#### Reading passage
--*--
Bake for 45 minutes to an hour or until the masa is set. Take off the foil and remove the tamale casserole from the roasting pan. Let it cool slightly before serving. Remove the water filled large roasting pan after the oven has cooled off.

Serve warm with chili gravy, sour cream, shredded cheese, chopped onions, salsa, or whatever your heart desires. Leftover pork mixture may be used in tacos, enchiladas, burritos, and tostadas, or frozen for later use.

Chili Gravy
(Printable Recipe)

1/4 cup oil
1/4 cup flour
1 teaspoon powdered garlic
2 teaspoons ground cumin
1/2 teaspoon dried oregano (Mexican oregano, if available)
2 tablespoons unsalted chili powder
2 cups water or NSA broth

Heat the oil in a skillet over medium-high heat. Stir in the flour and continue stirring for 3 to 4 minutes, or until it makes a light brown roux.

Add all the dry ingredients and continue to cook for 1 minute, constantly stirring and blending ingredients. Add NSA broth or water, mixing and stirring until the sauce thickens. Turn heat to low and let sauce simmer for 10 minutes. Add water to adjust the thickness. Makes about 2 cups.


Lucy said...

This looks wonderful and I do believe you've got it! I've never attempted making tamales myself, but your method does seem doable for sure.

I like the fact that you've removed the lard and shortening, items I don't use. And when I have them out on occasions, I won't think about it.
--*--
#### To do
**A)** Reproduce the recipe word for word, from "Add all the" down to "think about it.".
**B)** Present the lines of the records as a numbered list, from the line containing "Highlight leather shoe." down to the last line of the records, skipping any blank lines.
The recipe and the records have nothing to do with each other.

(Records from a data collection)
--*--
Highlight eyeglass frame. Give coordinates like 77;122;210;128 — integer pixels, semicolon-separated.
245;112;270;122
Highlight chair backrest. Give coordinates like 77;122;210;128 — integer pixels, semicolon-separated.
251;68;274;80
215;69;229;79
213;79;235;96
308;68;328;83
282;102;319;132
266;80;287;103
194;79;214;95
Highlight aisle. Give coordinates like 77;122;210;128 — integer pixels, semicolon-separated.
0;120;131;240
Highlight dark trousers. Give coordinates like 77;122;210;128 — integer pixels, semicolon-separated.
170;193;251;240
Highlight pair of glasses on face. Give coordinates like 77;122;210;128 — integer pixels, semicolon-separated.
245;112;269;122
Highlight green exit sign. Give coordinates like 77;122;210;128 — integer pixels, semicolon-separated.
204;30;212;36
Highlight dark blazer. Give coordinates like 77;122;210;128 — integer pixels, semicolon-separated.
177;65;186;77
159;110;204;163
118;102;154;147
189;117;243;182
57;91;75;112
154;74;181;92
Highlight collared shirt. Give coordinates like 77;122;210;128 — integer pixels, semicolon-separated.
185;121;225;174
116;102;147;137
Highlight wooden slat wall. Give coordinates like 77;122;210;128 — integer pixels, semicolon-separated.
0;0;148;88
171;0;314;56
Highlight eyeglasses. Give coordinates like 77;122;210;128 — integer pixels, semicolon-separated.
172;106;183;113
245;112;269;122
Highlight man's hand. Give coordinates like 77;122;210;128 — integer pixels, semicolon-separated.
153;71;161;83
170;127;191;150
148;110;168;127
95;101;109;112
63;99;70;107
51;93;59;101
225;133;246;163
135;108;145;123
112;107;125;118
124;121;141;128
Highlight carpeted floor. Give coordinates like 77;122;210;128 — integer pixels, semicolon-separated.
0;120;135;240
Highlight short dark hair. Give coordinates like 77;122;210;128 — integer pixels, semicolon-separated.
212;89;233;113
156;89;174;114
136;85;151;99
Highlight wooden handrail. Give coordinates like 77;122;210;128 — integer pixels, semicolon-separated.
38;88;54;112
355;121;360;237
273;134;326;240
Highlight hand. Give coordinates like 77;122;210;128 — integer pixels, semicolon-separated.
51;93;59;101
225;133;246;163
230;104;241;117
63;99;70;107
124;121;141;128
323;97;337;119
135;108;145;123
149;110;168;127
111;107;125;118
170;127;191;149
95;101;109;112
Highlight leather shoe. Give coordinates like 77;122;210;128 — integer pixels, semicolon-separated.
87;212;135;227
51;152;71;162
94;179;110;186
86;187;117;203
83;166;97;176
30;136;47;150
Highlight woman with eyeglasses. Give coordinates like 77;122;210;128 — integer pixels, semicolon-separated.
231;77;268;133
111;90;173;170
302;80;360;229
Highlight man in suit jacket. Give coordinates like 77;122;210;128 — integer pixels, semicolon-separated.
--*--
#### Answers to each task
**A)**
Add all the dry ingredients and continue to cook for 1 minute, constantly stirring and blending ingredients. Add NSA broth or water, mixing and stirring until the sauce thickens. Turn heat to low and let sauce simmer for 10 minutes. Add water to adjust the thickness. Makes about 2 cups.


Lucy said...

This looks wonderful and I do believe you've got it! I've never attempted making tamales myself, but your method does seem doable for sure.

I like the fact that you've removed the lard and shortening, items I don't use. And when I have them out on occasions, I won't think about it.

**B)**
1. Highlight leather shoe. Give coordinates like 77;122;210;128 — integer pixels, semicolon-separated.
2. 87;212;135;227
3. 51;152;71;162
4. 94;179;110;186
5. 86;187;117;203
6. 83;166;97;176
7. 30;136;47;150
8. Highlight woman with eyeglasses. Give coordinates like 77;122;210;128 — integer pixels, semicolon-separated.
9. 231;77;268;133
10. 111;90;173;170
11. 302;80;360;229
12. Highlight man in suit jacket. Give coordinates like 77;122;210;128 — integer pixels, semicolon-separated.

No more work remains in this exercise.